> **WHAT IS BEING ASKED**: Reproduce the material below word for word. Start with the line that contains "task: segment each instance of the man" and go on through the end of the material.

= = = = =

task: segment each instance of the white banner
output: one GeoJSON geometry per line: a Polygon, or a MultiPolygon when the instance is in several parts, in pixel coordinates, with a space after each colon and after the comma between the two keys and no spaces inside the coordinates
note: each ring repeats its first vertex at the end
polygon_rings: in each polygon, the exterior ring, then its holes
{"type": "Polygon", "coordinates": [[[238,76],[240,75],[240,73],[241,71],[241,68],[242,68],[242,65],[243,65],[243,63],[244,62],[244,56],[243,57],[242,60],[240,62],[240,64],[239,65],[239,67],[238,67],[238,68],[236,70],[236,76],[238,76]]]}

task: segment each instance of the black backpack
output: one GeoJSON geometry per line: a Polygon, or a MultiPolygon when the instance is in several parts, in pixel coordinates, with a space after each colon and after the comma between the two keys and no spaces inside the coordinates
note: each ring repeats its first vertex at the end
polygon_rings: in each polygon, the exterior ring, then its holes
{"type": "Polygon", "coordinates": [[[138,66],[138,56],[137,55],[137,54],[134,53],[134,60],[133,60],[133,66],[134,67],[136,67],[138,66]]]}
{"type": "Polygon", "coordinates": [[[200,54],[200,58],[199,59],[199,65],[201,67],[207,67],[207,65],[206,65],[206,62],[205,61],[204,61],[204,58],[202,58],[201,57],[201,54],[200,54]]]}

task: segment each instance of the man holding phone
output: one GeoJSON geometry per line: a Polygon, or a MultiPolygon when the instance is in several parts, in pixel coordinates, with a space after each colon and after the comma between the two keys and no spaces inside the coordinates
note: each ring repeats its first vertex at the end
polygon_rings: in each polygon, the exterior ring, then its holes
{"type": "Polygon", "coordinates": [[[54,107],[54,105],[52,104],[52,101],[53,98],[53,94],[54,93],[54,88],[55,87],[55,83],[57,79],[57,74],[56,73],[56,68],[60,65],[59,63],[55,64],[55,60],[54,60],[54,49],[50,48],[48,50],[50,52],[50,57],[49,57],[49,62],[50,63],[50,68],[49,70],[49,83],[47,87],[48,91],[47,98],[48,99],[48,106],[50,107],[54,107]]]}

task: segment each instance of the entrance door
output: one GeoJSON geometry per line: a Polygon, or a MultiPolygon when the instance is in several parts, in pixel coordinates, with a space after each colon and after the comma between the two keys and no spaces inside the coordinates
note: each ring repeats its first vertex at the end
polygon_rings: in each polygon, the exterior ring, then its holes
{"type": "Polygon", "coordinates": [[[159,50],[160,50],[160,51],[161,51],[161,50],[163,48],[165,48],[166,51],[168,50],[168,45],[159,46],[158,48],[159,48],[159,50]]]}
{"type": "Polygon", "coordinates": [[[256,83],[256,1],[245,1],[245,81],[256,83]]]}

= = = = =

> **CORRECT OUTPUT**:
task: segment each instance of the man holding phone
output: one GeoJSON geometry per line: a Polygon, or a MultiPolygon when the instance is in several parts, in pixel coordinates, with a space after each colon and after the comma between the two keys and no spaces inside the coordinates
note: each ring repeats its first vertex at the end
polygon_rings: in each polygon, the exterior ring, then its holes
{"type": "Polygon", "coordinates": [[[54,107],[54,105],[52,104],[52,101],[53,98],[53,94],[54,93],[54,88],[55,87],[55,83],[57,79],[57,74],[56,73],[56,68],[60,65],[59,63],[55,64],[55,60],[54,60],[54,49],[50,48],[48,50],[50,52],[50,57],[49,57],[49,62],[50,63],[50,68],[49,70],[49,83],[47,87],[48,91],[47,98],[48,99],[48,106],[50,107],[54,107]]]}

task: segment each instance of the entrance door
output: one GeoJSON geometry per line: a Polygon, or a MultiPolygon when the instance is in several parts, in pixel coordinates, with a space after each colon and after the comma between the two keys and no spaces inside the coordinates
note: each ring repeats its first vertex at the end
polygon_rings: in each polygon, the exterior ring, then its holes
{"type": "Polygon", "coordinates": [[[159,50],[160,50],[160,51],[161,51],[161,50],[163,48],[165,48],[166,51],[168,50],[168,45],[159,46],[158,48],[159,48],[159,50]]]}
{"type": "Polygon", "coordinates": [[[256,83],[256,1],[245,1],[245,81],[256,83]]]}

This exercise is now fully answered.